● **SELECTED EXTRACT**

·····

Abstract
(type = abstract)
Background: Our understanding of Acute Myeloid Leukemia (AML) has transformed over the recent years. We have yet to tackle an ongoing major challenge of high mortality rate in elderly AML. AML outcome differs usually depending on patient age, predisposing genomics variations (i.e., chromosomal abnormalities, mutations, gene expression profile, epigenomic patterns, and possibly aberrant mRNA splicing), infectious complications, severe bleeding, and complications after bone marrow/stem cell transplant. Thus far, available AML risk assessment systems mainly rely on the well-established prognostic indicators in a form of chromosomal aberrations, and a few driver mutations often in patients with normal cytogenetics. Although these systems demonstrated acceptable performance in separating favorable and adverse groups, they faced limitation in defining patients with intermediate risk status. Pre-mRNA splicing regulation is a tissue dependent process, plays an important role in hematopoiesis including proliferation and differentiation. Several studies on a select number of genes reported expression of spliced variants with clinical implications in AML. Yet, a systematic approach to investigate clinical relevance of alternative spliced (AS) variants, and their capacity to predict disease outcome in AML is lacking.
Objectives: (i) To identify genes with AS variant (signature event) with capacity of predicting disease outcome in adult de novo AML (defined as AML in patients without history of antecedent hematologic disorder or treatment with cytotoxic reagents), outperforming a standard model built on the well-established AML prognostic risk factors; (ii) to evaluate capacity of signature events to serve as prognostic indicators in adult AML; and (iii) to distinguish common cis regulatory modules in genes with signature events.

·····

● **PROVIDED DATA**
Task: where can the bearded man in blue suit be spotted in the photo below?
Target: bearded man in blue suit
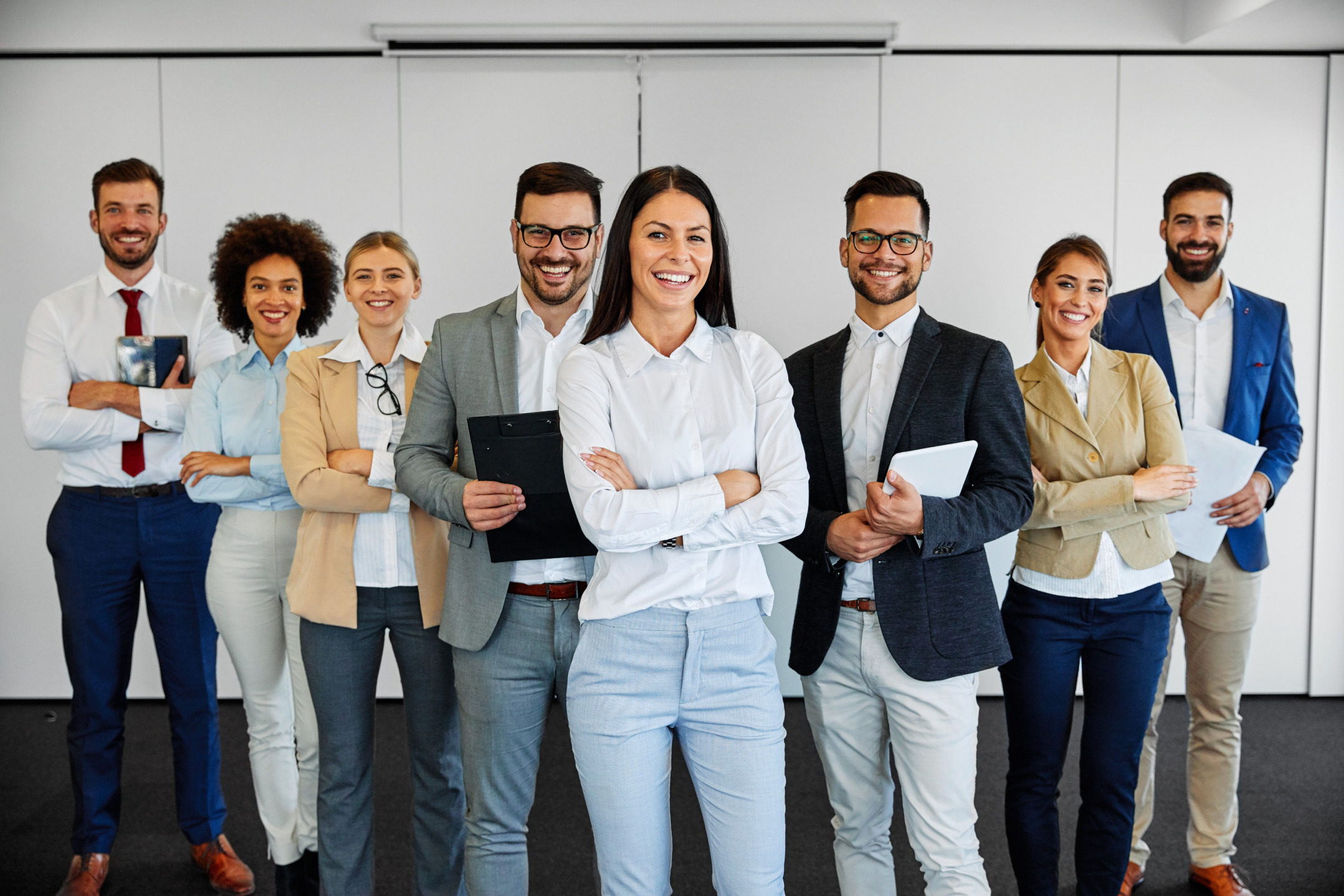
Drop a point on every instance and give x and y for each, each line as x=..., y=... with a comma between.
x=1229, y=362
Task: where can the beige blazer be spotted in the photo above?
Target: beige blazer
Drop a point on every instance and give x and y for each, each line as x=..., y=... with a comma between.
x=1090, y=464
x=322, y=416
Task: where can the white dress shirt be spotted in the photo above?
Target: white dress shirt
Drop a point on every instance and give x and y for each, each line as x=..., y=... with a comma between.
x=73, y=337
x=539, y=358
x=872, y=365
x=1202, y=353
x=721, y=402
x=1111, y=576
x=383, y=550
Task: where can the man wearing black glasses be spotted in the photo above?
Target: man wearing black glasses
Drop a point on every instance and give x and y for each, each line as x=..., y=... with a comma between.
x=514, y=627
x=897, y=612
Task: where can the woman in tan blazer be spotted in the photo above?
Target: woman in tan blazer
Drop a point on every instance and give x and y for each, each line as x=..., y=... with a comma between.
x=370, y=562
x=1109, y=464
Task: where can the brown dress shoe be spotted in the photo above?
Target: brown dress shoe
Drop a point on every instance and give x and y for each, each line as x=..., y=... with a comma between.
x=88, y=871
x=228, y=874
x=1133, y=877
x=1221, y=880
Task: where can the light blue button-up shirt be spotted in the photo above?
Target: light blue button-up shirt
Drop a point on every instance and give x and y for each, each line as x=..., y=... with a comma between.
x=236, y=410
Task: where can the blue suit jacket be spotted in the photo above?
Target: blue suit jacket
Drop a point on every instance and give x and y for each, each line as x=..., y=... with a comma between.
x=1261, y=394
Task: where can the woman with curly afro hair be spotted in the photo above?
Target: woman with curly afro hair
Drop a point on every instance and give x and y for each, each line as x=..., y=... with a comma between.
x=276, y=282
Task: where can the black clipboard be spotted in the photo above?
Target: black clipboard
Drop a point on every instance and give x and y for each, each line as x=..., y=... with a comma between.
x=525, y=450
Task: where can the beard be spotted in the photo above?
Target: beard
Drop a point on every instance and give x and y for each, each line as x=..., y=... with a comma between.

·····

● **TASKS TO COMPLETE**
A. In the AML abstract, what were existing AML risk assessment systems limited in doing?
B. Copy the AML abstract from "Objectives: (i) To" up to and including "with signature events.".

● **ANSWERS TO THIS EXERCISE**
A. Defining patients with intermediate risk status.

B.
Objectives: (i) To identify genes with AS variant (signature event) with capacity of predicting disease outcome in adult de novo AML (defined as AML in patients without history of antecedent hematologic disorder or treatment with cytotoxic reagents), outperforming a standard model built on the well-established AML prognostic risk factors; (ii) to evaluate capacity of signature events to serve as prognostic indicators in adult AML; and (iii) to distinguish common cis regulatory modules in genes with signature events.